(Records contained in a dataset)
* begin *
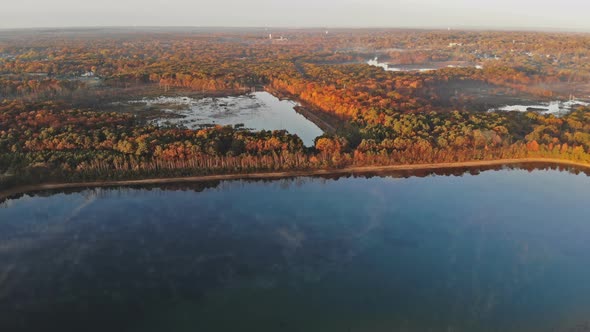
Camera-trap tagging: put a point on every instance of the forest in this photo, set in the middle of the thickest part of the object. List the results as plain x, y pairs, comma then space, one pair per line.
55, 88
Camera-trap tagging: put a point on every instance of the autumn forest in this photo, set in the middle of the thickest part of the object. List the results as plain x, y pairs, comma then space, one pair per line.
60, 91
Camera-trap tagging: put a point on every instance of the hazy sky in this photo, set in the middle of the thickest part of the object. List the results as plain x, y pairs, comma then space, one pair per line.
562, 14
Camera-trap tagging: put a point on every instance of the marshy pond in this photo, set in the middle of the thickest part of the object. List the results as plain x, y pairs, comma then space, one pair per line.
256, 111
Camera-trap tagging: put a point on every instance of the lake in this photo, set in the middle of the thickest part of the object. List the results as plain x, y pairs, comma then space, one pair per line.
256, 111
504, 250
556, 108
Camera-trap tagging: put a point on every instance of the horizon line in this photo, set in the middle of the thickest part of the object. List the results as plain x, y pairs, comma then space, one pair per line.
310, 27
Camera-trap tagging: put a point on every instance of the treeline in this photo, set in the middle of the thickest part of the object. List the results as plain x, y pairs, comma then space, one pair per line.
49, 141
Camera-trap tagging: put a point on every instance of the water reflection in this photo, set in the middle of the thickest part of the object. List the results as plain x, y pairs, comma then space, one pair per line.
503, 250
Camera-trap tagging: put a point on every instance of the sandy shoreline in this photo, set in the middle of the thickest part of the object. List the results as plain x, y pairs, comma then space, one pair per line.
288, 174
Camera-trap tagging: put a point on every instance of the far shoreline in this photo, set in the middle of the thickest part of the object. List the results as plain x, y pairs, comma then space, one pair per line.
6, 194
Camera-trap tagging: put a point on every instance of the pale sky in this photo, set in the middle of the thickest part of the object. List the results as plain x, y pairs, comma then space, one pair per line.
562, 14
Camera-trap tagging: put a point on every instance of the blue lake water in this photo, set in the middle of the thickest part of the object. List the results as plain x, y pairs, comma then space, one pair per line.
503, 250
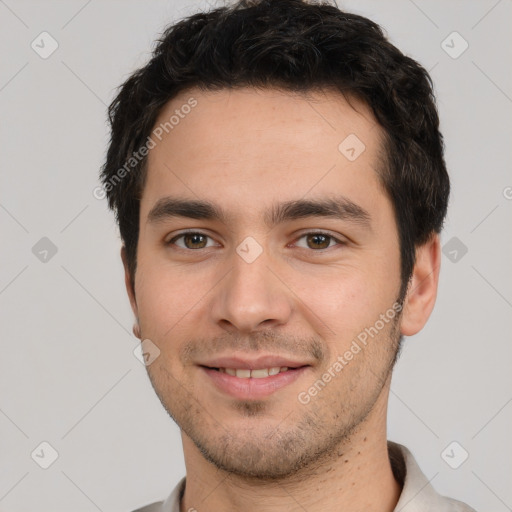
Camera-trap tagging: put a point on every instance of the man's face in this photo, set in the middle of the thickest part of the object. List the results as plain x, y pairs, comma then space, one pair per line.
300, 285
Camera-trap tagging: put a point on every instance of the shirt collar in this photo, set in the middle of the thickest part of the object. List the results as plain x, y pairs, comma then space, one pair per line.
417, 494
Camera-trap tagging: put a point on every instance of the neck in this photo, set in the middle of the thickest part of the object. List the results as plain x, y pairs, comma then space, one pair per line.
356, 476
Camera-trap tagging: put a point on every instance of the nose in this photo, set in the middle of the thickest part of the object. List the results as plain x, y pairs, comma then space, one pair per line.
251, 297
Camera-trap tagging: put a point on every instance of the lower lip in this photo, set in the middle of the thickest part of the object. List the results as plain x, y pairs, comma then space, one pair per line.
252, 388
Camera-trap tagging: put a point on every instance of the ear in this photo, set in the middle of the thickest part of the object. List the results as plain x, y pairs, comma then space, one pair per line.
130, 286
422, 291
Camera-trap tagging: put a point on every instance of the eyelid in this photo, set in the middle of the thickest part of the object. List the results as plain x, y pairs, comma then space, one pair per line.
298, 237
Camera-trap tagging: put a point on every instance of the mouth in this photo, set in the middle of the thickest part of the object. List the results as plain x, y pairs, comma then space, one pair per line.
243, 373
246, 384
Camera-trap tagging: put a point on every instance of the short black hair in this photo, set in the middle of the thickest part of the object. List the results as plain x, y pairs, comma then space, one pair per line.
296, 46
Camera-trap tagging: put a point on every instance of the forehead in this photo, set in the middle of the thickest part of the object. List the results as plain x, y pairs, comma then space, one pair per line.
250, 147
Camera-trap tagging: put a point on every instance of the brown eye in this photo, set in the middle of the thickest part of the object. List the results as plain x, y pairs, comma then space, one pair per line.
318, 241
191, 240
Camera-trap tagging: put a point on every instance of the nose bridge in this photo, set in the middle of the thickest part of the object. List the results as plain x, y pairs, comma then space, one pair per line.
251, 294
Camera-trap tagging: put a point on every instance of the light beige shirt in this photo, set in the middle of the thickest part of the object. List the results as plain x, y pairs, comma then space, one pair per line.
417, 494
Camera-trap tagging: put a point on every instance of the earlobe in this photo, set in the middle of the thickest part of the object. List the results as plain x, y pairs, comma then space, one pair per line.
130, 286
422, 290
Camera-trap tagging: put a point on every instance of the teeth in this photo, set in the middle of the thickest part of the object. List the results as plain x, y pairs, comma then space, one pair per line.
255, 374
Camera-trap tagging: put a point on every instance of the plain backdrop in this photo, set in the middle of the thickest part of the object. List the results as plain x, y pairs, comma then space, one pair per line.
68, 373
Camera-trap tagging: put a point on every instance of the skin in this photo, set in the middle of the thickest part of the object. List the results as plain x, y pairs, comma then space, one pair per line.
245, 150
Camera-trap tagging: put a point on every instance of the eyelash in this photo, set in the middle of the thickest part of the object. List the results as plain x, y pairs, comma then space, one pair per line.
322, 233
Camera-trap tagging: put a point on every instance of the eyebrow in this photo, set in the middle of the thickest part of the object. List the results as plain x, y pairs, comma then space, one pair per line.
340, 208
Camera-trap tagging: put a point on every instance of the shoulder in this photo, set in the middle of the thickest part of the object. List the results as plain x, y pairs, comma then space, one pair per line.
154, 507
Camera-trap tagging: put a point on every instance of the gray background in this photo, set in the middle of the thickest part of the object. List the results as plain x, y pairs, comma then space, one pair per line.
68, 374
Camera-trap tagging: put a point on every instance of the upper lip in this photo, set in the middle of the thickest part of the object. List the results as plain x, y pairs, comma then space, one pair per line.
244, 363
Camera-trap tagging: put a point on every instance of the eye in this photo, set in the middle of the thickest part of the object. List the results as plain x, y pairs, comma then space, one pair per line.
192, 240
318, 240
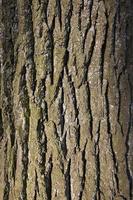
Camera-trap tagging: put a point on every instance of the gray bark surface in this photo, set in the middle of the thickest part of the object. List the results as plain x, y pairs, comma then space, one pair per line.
66, 103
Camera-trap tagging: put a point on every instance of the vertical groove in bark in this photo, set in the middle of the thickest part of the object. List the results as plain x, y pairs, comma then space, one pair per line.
66, 99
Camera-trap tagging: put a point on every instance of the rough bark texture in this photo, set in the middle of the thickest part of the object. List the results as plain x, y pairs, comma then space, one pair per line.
66, 107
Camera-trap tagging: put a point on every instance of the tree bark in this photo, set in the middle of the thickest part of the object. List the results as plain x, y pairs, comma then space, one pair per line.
66, 104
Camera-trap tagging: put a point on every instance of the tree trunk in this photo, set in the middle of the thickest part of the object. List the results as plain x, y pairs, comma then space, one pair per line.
66, 107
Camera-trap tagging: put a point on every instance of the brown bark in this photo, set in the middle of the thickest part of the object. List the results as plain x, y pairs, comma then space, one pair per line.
66, 107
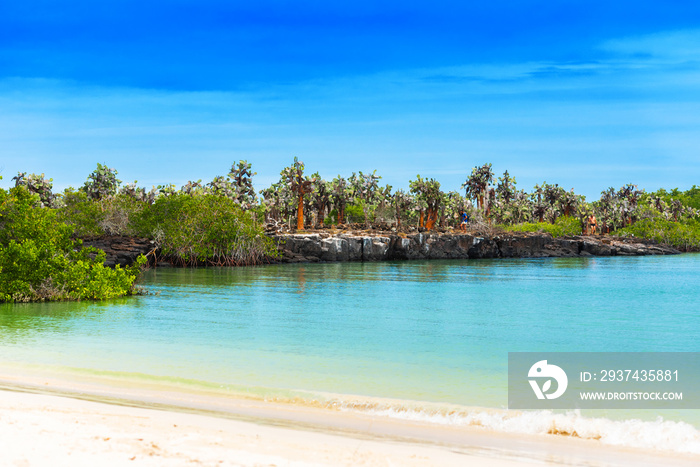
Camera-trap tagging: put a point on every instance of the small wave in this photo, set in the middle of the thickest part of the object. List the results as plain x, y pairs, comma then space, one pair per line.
660, 434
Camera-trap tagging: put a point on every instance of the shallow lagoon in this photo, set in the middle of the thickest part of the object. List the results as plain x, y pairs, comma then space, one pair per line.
428, 331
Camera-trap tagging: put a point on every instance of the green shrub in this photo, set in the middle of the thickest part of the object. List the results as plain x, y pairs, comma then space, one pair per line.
205, 229
40, 261
81, 213
562, 227
683, 235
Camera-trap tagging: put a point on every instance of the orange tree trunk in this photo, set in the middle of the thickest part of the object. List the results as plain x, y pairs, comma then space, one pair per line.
432, 217
300, 212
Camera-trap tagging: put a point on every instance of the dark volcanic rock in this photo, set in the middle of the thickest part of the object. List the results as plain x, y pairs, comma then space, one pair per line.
362, 246
121, 250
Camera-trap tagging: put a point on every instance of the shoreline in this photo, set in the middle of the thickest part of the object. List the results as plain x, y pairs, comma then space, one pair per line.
402, 441
369, 246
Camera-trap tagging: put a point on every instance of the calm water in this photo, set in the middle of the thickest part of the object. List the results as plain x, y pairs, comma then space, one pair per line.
428, 331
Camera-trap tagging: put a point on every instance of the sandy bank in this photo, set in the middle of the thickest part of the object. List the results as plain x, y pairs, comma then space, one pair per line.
149, 426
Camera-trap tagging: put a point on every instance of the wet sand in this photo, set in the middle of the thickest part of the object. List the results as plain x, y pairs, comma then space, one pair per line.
46, 420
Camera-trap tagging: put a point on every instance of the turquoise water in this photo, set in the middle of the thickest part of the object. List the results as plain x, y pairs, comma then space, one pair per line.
427, 331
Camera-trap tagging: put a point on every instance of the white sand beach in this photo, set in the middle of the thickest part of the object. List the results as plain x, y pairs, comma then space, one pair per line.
46, 421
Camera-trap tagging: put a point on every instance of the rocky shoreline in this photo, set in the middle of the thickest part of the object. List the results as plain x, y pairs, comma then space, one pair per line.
316, 247
364, 246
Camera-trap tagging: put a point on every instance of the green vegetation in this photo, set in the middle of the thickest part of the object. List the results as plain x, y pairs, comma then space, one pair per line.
683, 235
204, 229
40, 261
221, 222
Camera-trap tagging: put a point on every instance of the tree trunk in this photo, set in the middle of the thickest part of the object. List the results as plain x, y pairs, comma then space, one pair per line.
300, 212
432, 217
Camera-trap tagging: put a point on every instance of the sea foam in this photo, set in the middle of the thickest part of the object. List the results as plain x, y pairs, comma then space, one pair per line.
663, 435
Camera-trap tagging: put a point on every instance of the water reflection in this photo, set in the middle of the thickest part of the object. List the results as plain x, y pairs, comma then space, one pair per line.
410, 327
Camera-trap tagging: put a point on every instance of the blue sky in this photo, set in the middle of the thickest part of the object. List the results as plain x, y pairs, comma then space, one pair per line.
581, 93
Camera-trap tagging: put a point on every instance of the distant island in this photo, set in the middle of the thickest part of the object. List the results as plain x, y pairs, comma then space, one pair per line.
91, 242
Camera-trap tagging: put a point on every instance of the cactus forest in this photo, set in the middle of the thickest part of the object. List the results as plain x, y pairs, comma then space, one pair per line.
226, 222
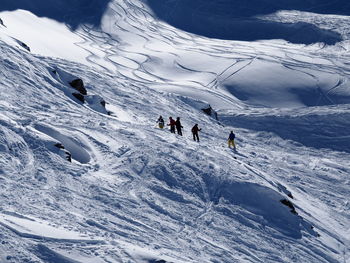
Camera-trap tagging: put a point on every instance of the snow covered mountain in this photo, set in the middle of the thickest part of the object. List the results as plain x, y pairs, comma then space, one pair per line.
86, 175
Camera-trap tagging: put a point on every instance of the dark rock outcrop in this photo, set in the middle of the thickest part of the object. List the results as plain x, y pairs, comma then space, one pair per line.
79, 96
78, 84
290, 205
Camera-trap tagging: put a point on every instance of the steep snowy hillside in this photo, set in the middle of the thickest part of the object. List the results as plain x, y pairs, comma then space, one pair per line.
87, 176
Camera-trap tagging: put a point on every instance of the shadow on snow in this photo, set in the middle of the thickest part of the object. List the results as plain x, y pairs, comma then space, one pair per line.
72, 13
237, 19
311, 130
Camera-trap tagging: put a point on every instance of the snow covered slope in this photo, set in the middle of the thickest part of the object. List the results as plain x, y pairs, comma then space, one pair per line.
136, 193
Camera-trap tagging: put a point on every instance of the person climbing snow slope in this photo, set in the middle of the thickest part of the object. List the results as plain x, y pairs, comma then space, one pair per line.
231, 140
172, 124
178, 126
160, 122
195, 131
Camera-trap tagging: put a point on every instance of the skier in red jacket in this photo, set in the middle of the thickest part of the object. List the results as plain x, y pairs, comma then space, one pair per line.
195, 130
172, 124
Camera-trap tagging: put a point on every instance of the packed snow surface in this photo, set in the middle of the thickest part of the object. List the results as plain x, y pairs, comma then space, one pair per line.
91, 178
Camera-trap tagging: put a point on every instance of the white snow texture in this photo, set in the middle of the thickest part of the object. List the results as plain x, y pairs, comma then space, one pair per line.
89, 176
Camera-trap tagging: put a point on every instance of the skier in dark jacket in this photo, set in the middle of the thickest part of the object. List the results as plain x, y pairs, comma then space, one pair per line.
195, 130
231, 140
178, 126
172, 124
160, 122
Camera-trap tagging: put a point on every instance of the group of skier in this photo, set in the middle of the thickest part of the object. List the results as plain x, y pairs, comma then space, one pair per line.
175, 125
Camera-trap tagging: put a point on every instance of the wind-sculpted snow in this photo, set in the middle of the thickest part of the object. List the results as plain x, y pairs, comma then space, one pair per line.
137, 193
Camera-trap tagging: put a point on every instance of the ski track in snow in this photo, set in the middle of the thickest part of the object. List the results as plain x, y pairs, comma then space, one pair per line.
140, 194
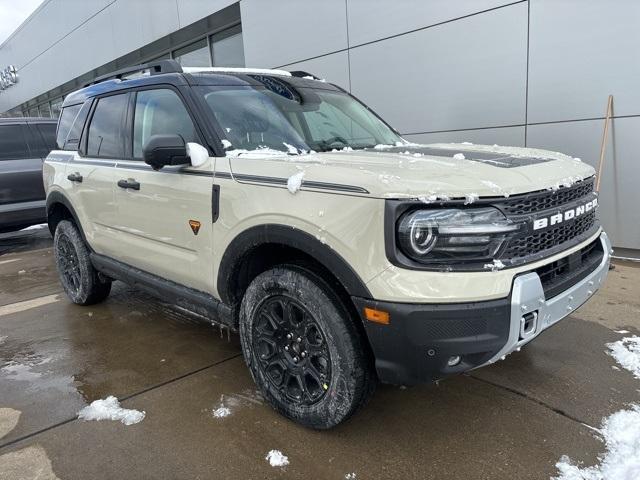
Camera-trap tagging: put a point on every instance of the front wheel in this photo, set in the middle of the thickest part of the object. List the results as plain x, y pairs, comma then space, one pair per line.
303, 349
80, 281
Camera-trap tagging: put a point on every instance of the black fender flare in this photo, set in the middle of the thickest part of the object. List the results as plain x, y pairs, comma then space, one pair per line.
291, 237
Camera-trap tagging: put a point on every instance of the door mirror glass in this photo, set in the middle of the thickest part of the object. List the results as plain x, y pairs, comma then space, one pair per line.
197, 154
161, 150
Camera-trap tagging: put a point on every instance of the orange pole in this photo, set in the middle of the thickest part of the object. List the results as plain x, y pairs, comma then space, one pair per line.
603, 145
* end *
### Given exercise
Your task is to write out the lines from the one with "Camera-trap tagging: put a point on every instance of the front" through the end of the records, exactly and with nothing added.

### Full answer
Camera-trap tagging: put a point on every instance of the front wheel in this photo, set in the middle of the thickest part of the object. List the results as plain x, y pairs, comma then space, one pair per line.
303, 349
80, 281
Camera-trap tagging: put a point on every instance of the black fender flare in this photo, set in the middle of the thickest part of the object. List the results as plain x, y pairs, comma then space, one pair per line.
291, 237
Camera-trap tagging: put a point on every instance of the door mirror glass in this photo, set in the middle of the thickest part of the object. List the results as plain x, y pairs, comma then space, one pair per line.
197, 154
161, 150
Camera-trap tagging: put a point on every instance of the orange pole in this photo, set in the middle of the thickest part of the object. List the results as plain x, y pairs, comma then space, one pair per line.
603, 145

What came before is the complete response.